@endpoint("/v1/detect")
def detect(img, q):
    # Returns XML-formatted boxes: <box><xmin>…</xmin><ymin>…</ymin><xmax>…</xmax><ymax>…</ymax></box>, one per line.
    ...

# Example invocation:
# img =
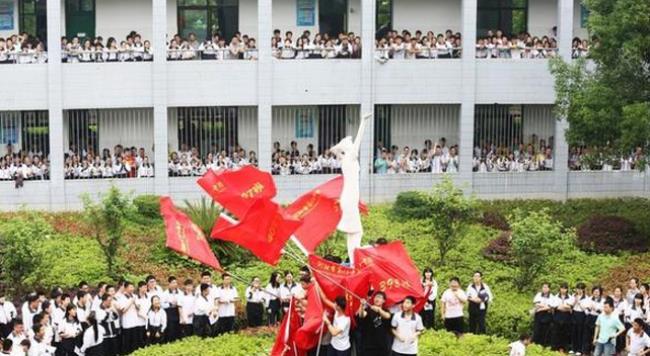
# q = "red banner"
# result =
<box><xmin>271</xmin><ymin>298</ymin><xmax>307</xmax><ymax>356</ymax></box>
<box><xmin>197</xmin><ymin>166</ymin><xmax>276</xmax><ymax>219</ymax></box>
<box><xmin>286</xmin><ymin>175</ymin><xmax>368</xmax><ymax>253</ymax></box>
<box><xmin>211</xmin><ymin>199</ymin><xmax>300</xmax><ymax>265</ymax></box>
<box><xmin>354</xmin><ymin>241</ymin><xmax>425</xmax><ymax>311</ymax></box>
<box><xmin>160</xmin><ymin>197</ymin><xmax>221</xmax><ymax>270</ymax></box>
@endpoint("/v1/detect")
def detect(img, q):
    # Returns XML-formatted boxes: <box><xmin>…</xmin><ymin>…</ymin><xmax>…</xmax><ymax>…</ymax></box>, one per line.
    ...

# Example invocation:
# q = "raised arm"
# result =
<box><xmin>352</xmin><ymin>114</ymin><xmax>372</xmax><ymax>154</ymax></box>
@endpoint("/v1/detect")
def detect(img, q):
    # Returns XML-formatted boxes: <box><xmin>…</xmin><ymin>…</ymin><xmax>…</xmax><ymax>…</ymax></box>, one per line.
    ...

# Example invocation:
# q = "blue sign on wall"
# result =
<box><xmin>0</xmin><ymin>0</ymin><xmax>14</xmax><ymax>30</ymax></box>
<box><xmin>296</xmin><ymin>0</ymin><xmax>316</xmax><ymax>26</ymax></box>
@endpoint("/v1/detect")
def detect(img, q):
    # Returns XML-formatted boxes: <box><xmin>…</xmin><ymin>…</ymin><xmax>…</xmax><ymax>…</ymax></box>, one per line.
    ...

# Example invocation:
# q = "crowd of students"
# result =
<box><xmin>61</xmin><ymin>31</ymin><xmax>153</xmax><ymax>63</ymax></box>
<box><xmin>532</xmin><ymin>278</ymin><xmax>650</xmax><ymax>356</ymax></box>
<box><xmin>375</xmin><ymin>30</ymin><xmax>462</xmax><ymax>60</ymax></box>
<box><xmin>0</xmin><ymin>144</ymin><xmax>50</xmax><ymax>187</ymax></box>
<box><xmin>167</xmin><ymin>32</ymin><xmax>258</xmax><ymax>61</ymax></box>
<box><xmin>569</xmin><ymin>146</ymin><xmax>647</xmax><ymax>171</ymax></box>
<box><xmin>374</xmin><ymin>137</ymin><xmax>459</xmax><ymax>174</ymax></box>
<box><xmin>0</xmin><ymin>32</ymin><xmax>47</xmax><ymax>64</ymax></box>
<box><xmin>168</xmin><ymin>144</ymin><xmax>258</xmax><ymax>177</ymax></box>
<box><xmin>472</xmin><ymin>135</ymin><xmax>553</xmax><ymax>173</ymax></box>
<box><xmin>271</xmin><ymin>29</ymin><xmax>361</xmax><ymax>59</ymax></box>
<box><xmin>64</xmin><ymin>145</ymin><xmax>154</xmax><ymax>179</ymax></box>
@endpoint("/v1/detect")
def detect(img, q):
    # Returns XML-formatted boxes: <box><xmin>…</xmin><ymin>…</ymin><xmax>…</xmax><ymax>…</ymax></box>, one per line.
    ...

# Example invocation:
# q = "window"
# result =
<box><xmin>476</xmin><ymin>0</ymin><xmax>528</xmax><ymax>36</ymax></box>
<box><xmin>18</xmin><ymin>0</ymin><xmax>47</xmax><ymax>43</ymax></box>
<box><xmin>375</xmin><ymin>0</ymin><xmax>393</xmax><ymax>38</ymax></box>
<box><xmin>178</xmin><ymin>0</ymin><xmax>239</xmax><ymax>40</ymax></box>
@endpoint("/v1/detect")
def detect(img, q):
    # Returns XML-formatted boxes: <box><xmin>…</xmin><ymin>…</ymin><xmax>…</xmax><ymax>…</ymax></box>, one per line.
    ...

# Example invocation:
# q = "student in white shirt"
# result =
<box><xmin>217</xmin><ymin>273</ymin><xmax>239</xmax><ymax>335</ymax></box>
<box><xmin>420</xmin><ymin>267</ymin><xmax>438</xmax><ymax>329</ymax></box>
<box><xmin>266</xmin><ymin>271</ymin><xmax>282</xmax><ymax>326</ymax></box>
<box><xmin>509</xmin><ymin>334</ymin><xmax>531</xmax><ymax>356</ymax></box>
<box><xmin>391</xmin><ymin>291</ymin><xmax>426</xmax><ymax>355</ymax></box>
<box><xmin>178</xmin><ymin>279</ymin><xmax>196</xmax><ymax>337</ymax></box>
<box><xmin>467</xmin><ymin>271</ymin><xmax>494</xmax><ymax>334</ymax></box>
<box><xmin>323</xmin><ymin>296</ymin><xmax>352</xmax><ymax>356</ymax></box>
<box><xmin>551</xmin><ymin>283</ymin><xmax>574</xmax><ymax>353</ymax></box>
<box><xmin>246</xmin><ymin>277</ymin><xmax>267</xmax><ymax>328</ymax></box>
<box><xmin>145</xmin><ymin>295</ymin><xmax>167</xmax><ymax>345</ymax></box>
<box><xmin>533</xmin><ymin>283</ymin><xmax>553</xmax><ymax>346</ymax></box>
<box><xmin>79</xmin><ymin>312</ymin><xmax>105</xmax><ymax>356</ymax></box>
<box><xmin>440</xmin><ymin>277</ymin><xmax>467</xmax><ymax>335</ymax></box>
<box><xmin>625</xmin><ymin>318</ymin><xmax>650</xmax><ymax>356</ymax></box>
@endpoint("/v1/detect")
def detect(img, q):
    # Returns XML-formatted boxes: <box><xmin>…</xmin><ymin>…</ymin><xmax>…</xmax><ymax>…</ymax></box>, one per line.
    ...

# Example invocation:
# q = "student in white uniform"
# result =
<box><xmin>625</xmin><ymin>318</ymin><xmax>650</xmax><ymax>356</ymax></box>
<box><xmin>246</xmin><ymin>277</ymin><xmax>268</xmax><ymax>328</ymax></box>
<box><xmin>467</xmin><ymin>271</ymin><xmax>494</xmax><ymax>334</ymax></box>
<box><xmin>420</xmin><ymin>267</ymin><xmax>438</xmax><ymax>329</ymax></box>
<box><xmin>508</xmin><ymin>334</ymin><xmax>531</xmax><ymax>356</ymax></box>
<box><xmin>533</xmin><ymin>283</ymin><xmax>553</xmax><ymax>346</ymax></box>
<box><xmin>391</xmin><ymin>296</ymin><xmax>424</xmax><ymax>355</ymax></box>
<box><xmin>79</xmin><ymin>312</ymin><xmax>105</xmax><ymax>356</ymax></box>
<box><xmin>145</xmin><ymin>295</ymin><xmax>167</xmax><ymax>345</ymax></box>
<box><xmin>440</xmin><ymin>277</ymin><xmax>467</xmax><ymax>335</ymax></box>
<box><xmin>217</xmin><ymin>273</ymin><xmax>239</xmax><ymax>335</ymax></box>
<box><xmin>266</xmin><ymin>271</ymin><xmax>282</xmax><ymax>326</ymax></box>
<box><xmin>178</xmin><ymin>279</ymin><xmax>196</xmax><ymax>337</ymax></box>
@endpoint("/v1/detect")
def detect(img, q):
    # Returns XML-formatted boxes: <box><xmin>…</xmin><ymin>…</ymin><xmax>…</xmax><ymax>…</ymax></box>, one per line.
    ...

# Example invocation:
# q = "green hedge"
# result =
<box><xmin>133</xmin><ymin>331</ymin><xmax>560</xmax><ymax>356</ymax></box>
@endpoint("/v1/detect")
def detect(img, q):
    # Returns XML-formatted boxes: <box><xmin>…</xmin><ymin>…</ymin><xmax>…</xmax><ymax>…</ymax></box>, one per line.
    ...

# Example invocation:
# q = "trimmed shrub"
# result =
<box><xmin>133</xmin><ymin>194</ymin><xmax>160</xmax><ymax>219</ymax></box>
<box><xmin>481</xmin><ymin>211</ymin><xmax>510</xmax><ymax>231</ymax></box>
<box><xmin>482</xmin><ymin>231</ymin><xmax>512</xmax><ymax>262</ymax></box>
<box><xmin>578</xmin><ymin>215</ymin><xmax>648</xmax><ymax>253</ymax></box>
<box><xmin>393</xmin><ymin>191</ymin><xmax>431</xmax><ymax>219</ymax></box>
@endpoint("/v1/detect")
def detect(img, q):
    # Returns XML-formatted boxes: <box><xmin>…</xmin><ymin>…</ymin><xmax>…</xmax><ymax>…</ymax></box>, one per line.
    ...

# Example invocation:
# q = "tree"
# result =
<box><xmin>550</xmin><ymin>0</ymin><xmax>650</xmax><ymax>164</ymax></box>
<box><xmin>426</xmin><ymin>176</ymin><xmax>478</xmax><ymax>265</ymax></box>
<box><xmin>510</xmin><ymin>209</ymin><xmax>571</xmax><ymax>292</ymax></box>
<box><xmin>82</xmin><ymin>186</ymin><xmax>131</xmax><ymax>279</ymax></box>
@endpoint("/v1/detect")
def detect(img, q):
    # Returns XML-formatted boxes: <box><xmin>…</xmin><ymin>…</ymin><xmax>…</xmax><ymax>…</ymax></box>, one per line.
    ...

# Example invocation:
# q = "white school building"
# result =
<box><xmin>0</xmin><ymin>0</ymin><xmax>650</xmax><ymax>210</ymax></box>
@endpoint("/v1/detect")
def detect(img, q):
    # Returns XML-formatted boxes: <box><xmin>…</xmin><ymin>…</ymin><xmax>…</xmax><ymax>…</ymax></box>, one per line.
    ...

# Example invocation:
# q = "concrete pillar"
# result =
<box><xmin>47</xmin><ymin>1</ymin><xmax>67</xmax><ymax>210</ymax></box>
<box><xmin>553</xmin><ymin>0</ymin><xmax>573</xmax><ymax>200</ymax></box>
<box><xmin>257</xmin><ymin>0</ymin><xmax>273</xmax><ymax>171</ymax></box>
<box><xmin>359</xmin><ymin>0</ymin><xmax>376</xmax><ymax>201</ymax></box>
<box><xmin>458</xmin><ymin>0</ymin><xmax>477</xmax><ymax>193</ymax></box>
<box><xmin>151</xmin><ymin>0</ymin><xmax>169</xmax><ymax>195</ymax></box>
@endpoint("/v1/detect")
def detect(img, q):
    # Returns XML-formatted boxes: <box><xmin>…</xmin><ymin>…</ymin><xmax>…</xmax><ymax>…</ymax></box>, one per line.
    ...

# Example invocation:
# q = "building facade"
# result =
<box><xmin>0</xmin><ymin>0</ymin><xmax>650</xmax><ymax>210</ymax></box>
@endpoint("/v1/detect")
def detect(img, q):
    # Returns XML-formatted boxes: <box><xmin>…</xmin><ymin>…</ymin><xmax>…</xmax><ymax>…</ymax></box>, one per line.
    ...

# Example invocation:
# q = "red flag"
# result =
<box><xmin>271</xmin><ymin>298</ymin><xmax>306</xmax><ymax>356</ymax></box>
<box><xmin>354</xmin><ymin>241</ymin><xmax>425</xmax><ymax>311</ymax></box>
<box><xmin>211</xmin><ymin>199</ymin><xmax>300</xmax><ymax>265</ymax></box>
<box><xmin>160</xmin><ymin>197</ymin><xmax>221</xmax><ymax>270</ymax></box>
<box><xmin>309</xmin><ymin>255</ymin><xmax>370</xmax><ymax>324</ymax></box>
<box><xmin>296</xmin><ymin>285</ymin><xmax>326</xmax><ymax>350</ymax></box>
<box><xmin>285</xmin><ymin>175</ymin><xmax>368</xmax><ymax>253</ymax></box>
<box><xmin>198</xmin><ymin>166</ymin><xmax>276</xmax><ymax>219</ymax></box>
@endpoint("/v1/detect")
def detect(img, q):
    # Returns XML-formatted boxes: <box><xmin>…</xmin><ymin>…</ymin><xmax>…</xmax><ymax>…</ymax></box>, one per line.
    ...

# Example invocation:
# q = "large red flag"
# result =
<box><xmin>271</xmin><ymin>298</ymin><xmax>306</xmax><ymax>356</ymax></box>
<box><xmin>211</xmin><ymin>199</ymin><xmax>300</xmax><ymax>265</ymax></box>
<box><xmin>198</xmin><ymin>166</ymin><xmax>276</xmax><ymax>219</ymax></box>
<box><xmin>309</xmin><ymin>255</ymin><xmax>370</xmax><ymax>325</ymax></box>
<box><xmin>286</xmin><ymin>175</ymin><xmax>368</xmax><ymax>253</ymax></box>
<box><xmin>354</xmin><ymin>241</ymin><xmax>425</xmax><ymax>311</ymax></box>
<box><xmin>160</xmin><ymin>197</ymin><xmax>221</xmax><ymax>269</ymax></box>
<box><xmin>296</xmin><ymin>285</ymin><xmax>326</xmax><ymax>350</ymax></box>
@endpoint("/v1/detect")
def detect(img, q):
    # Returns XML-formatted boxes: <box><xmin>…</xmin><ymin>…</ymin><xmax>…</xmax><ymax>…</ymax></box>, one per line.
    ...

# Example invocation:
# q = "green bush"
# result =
<box><xmin>133</xmin><ymin>331</ymin><xmax>560</xmax><ymax>356</ymax></box>
<box><xmin>133</xmin><ymin>194</ymin><xmax>161</xmax><ymax>220</ymax></box>
<box><xmin>23</xmin><ymin>235</ymin><xmax>108</xmax><ymax>289</ymax></box>
<box><xmin>393</xmin><ymin>191</ymin><xmax>431</xmax><ymax>219</ymax></box>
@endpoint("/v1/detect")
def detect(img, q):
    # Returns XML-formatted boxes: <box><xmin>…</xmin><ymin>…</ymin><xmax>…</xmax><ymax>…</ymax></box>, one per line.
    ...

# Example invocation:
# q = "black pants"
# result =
<box><xmin>268</xmin><ymin>299</ymin><xmax>281</xmax><ymax>325</ymax></box>
<box><xmin>420</xmin><ymin>301</ymin><xmax>436</xmax><ymax>329</ymax></box>
<box><xmin>469</xmin><ymin>309</ymin><xmax>487</xmax><ymax>334</ymax></box>
<box><xmin>246</xmin><ymin>303</ymin><xmax>264</xmax><ymax>328</ymax></box>
<box><xmin>217</xmin><ymin>316</ymin><xmax>235</xmax><ymax>335</ymax></box>
<box><xmin>570</xmin><ymin>312</ymin><xmax>586</xmax><ymax>352</ymax></box>
<box><xmin>165</xmin><ymin>308</ymin><xmax>181</xmax><ymax>342</ymax></box>
<box><xmin>194</xmin><ymin>315</ymin><xmax>211</xmax><ymax>337</ymax></box>
<box><xmin>445</xmin><ymin>316</ymin><xmax>464</xmax><ymax>335</ymax></box>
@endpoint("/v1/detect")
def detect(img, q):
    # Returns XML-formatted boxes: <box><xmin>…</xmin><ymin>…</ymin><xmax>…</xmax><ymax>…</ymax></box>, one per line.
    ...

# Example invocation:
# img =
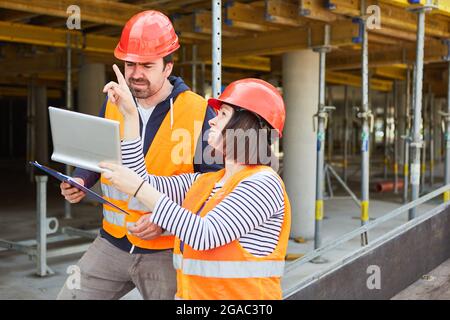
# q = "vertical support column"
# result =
<box><xmin>444</xmin><ymin>59</ymin><xmax>450</xmax><ymax>202</ymax></box>
<box><xmin>8</xmin><ymin>99</ymin><xmax>14</xmax><ymax>159</ymax></box>
<box><xmin>428</xmin><ymin>90</ymin><xmax>436</xmax><ymax>188</ymax></box>
<box><xmin>211</xmin><ymin>0</ymin><xmax>222</xmax><ymax>98</ymax></box>
<box><xmin>282</xmin><ymin>50</ymin><xmax>319</xmax><ymax>240</ymax></box>
<box><xmin>358</xmin><ymin>8</ymin><xmax>373</xmax><ymax>245</ymax></box>
<box><xmin>200</xmin><ymin>62</ymin><xmax>206</xmax><ymax>97</ymax></box>
<box><xmin>383</xmin><ymin>92</ymin><xmax>390</xmax><ymax>180</ymax></box>
<box><xmin>420</xmin><ymin>92</ymin><xmax>430</xmax><ymax>192</ymax></box>
<box><xmin>33</xmin><ymin>85</ymin><xmax>48</xmax><ymax>165</ymax></box>
<box><xmin>64</xmin><ymin>33</ymin><xmax>73</xmax><ymax>219</ymax></box>
<box><xmin>393</xmin><ymin>80</ymin><xmax>400</xmax><ymax>193</ymax></box>
<box><xmin>27</xmin><ymin>78</ymin><xmax>36</xmax><ymax>182</ymax></box>
<box><xmin>408</xmin><ymin>6</ymin><xmax>429</xmax><ymax>220</ymax></box>
<box><xmin>343</xmin><ymin>85</ymin><xmax>350</xmax><ymax>183</ymax></box>
<box><xmin>35</xmin><ymin>176</ymin><xmax>48</xmax><ymax>277</ymax></box>
<box><xmin>403</xmin><ymin>65</ymin><xmax>416</xmax><ymax>203</ymax></box>
<box><xmin>192</xmin><ymin>44</ymin><xmax>197</xmax><ymax>93</ymax></box>
<box><xmin>314</xmin><ymin>25</ymin><xmax>330</xmax><ymax>252</ymax></box>
<box><xmin>325</xmin><ymin>86</ymin><xmax>334</xmax><ymax>163</ymax></box>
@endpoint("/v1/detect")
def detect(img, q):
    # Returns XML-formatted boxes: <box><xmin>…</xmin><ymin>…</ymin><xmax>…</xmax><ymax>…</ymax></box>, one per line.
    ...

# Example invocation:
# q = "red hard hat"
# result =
<box><xmin>208</xmin><ymin>78</ymin><xmax>286</xmax><ymax>137</ymax></box>
<box><xmin>114</xmin><ymin>10</ymin><xmax>180</xmax><ymax>63</ymax></box>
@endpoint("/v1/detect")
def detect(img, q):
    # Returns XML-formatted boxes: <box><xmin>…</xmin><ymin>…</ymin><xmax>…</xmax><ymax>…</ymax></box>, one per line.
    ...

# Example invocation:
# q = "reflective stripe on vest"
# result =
<box><xmin>103</xmin><ymin>208</ymin><xmax>125</xmax><ymax>227</ymax></box>
<box><xmin>128</xmin><ymin>197</ymin><xmax>150</xmax><ymax>212</ymax></box>
<box><xmin>173</xmin><ymin>254</ymin><xmax>284</xmax><ymax>278</ymax></box>
<box><xmin>101</xmin><ymin>183</ymin><xmax>130</xmax><ymax>201</ymax></box>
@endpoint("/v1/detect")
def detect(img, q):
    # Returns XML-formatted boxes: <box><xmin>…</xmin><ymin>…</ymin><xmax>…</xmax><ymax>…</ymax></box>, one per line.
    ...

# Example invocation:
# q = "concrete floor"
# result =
<box><xmin>392</xmin><ymin>259</ymin><xmax>450</xmax><ymax>300</ymax></box>
<box><xmin>0</xmin><ymin>159</ymin><xmax>450</xmax><ymax>299</ymax></box>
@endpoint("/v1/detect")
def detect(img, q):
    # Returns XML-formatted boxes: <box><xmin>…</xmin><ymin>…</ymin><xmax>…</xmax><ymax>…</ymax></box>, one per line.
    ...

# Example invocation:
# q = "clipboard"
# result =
<box><xmin>30</xmin><ymin>161</ymin><xmax>129</xmax><ymax>215</ymax></box>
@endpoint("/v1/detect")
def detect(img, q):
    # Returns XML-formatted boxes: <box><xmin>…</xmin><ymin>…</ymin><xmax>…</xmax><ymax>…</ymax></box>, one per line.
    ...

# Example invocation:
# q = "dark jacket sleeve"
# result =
<box><xmin>194</xmin><ymin>106</ymin><xmax>223</xmax><ymax>173</ymax></box>
<box><xmin>72</xmin><ymin>96</ymin><xmax>108</xmax><ymax>188</ymax></box>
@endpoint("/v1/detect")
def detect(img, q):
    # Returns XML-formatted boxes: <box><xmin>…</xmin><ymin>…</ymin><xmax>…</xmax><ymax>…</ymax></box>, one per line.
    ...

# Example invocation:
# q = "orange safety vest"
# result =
<box><xmin>173</xmin><ymin>166</ymin><xmax>291</xmax><ymax>300</ymax></box>
<box><xmin>100</xmin><ymin>91</ymin><xmax>207</xmax><ymax>249</ymax></box>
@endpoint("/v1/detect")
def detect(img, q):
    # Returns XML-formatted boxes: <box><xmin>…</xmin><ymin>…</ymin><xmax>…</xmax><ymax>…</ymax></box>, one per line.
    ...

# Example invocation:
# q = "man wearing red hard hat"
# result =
<box><xmin>58</xmin><ymin>10</ymin><xmax>221</xmax><ymax>299</ymax></box>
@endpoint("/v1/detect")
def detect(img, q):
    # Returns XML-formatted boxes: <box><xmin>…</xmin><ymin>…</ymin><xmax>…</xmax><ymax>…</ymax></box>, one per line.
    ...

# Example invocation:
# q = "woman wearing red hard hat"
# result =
<box><xmin>100</xmin><ymin>79</ymin><xmax>290</xmax><ymax>299</ymax></box>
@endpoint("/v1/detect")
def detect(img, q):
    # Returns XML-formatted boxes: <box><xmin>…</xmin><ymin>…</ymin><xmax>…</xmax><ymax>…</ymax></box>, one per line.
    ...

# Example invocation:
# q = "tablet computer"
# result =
<box><xmin>48</xmin><ymin>107</ymin><xmax>122</xmax><ymax>172</ymax></box>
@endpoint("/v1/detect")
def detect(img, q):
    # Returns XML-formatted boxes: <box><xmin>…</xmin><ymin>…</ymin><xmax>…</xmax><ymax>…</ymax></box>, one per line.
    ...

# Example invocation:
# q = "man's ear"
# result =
<box><xmin>164</xmin><ymin>62</ymin><xmax>173</xmax><ymax>78</ymax></box>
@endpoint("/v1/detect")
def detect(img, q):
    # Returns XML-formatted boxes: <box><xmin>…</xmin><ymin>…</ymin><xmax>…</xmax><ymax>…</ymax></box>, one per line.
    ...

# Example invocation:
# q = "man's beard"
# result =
<box><xmin>128</xmin><ymin>79</ymin><xmax>154</xmax><ymax>99</ymax></box>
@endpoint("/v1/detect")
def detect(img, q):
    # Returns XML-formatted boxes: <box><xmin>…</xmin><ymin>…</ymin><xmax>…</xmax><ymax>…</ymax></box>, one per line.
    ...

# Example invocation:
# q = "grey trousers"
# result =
<box><xmin>57</xmin><ymin>236</ymin><xmax>177</xmax><ymax>300</ymax></box>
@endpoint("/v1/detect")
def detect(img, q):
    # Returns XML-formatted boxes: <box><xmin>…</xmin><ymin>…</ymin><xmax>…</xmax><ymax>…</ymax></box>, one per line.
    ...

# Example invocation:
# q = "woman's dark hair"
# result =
<box><xmin>222</xmin><ymin>105</ymin><xmax>274</xmax><ymax>166</ymax></box>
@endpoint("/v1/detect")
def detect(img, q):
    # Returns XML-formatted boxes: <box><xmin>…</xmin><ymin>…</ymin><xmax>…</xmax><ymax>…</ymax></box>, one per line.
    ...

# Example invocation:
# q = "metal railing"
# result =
<box><xmin>285</xmin><ymin>184</ymin><xmax>450</xmax><ymax>273</ymax></box>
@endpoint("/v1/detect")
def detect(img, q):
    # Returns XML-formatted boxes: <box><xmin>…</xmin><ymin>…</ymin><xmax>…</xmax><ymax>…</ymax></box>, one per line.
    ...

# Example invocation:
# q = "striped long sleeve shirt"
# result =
<box><xmin>122</xmin><ymin>139</ymin><xmax>284</xmax><ymax>256</ymax></box>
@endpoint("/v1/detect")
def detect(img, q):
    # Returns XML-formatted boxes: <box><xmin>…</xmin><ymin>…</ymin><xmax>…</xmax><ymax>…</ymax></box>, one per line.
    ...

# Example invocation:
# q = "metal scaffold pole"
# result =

The exercise: Which lines of the listing above contain the string "woman", matched with case counting? Pull out each of those lines and copy it.

The solution:
# q = "woman wearing red hard hat"
# q = "woman's dark hair"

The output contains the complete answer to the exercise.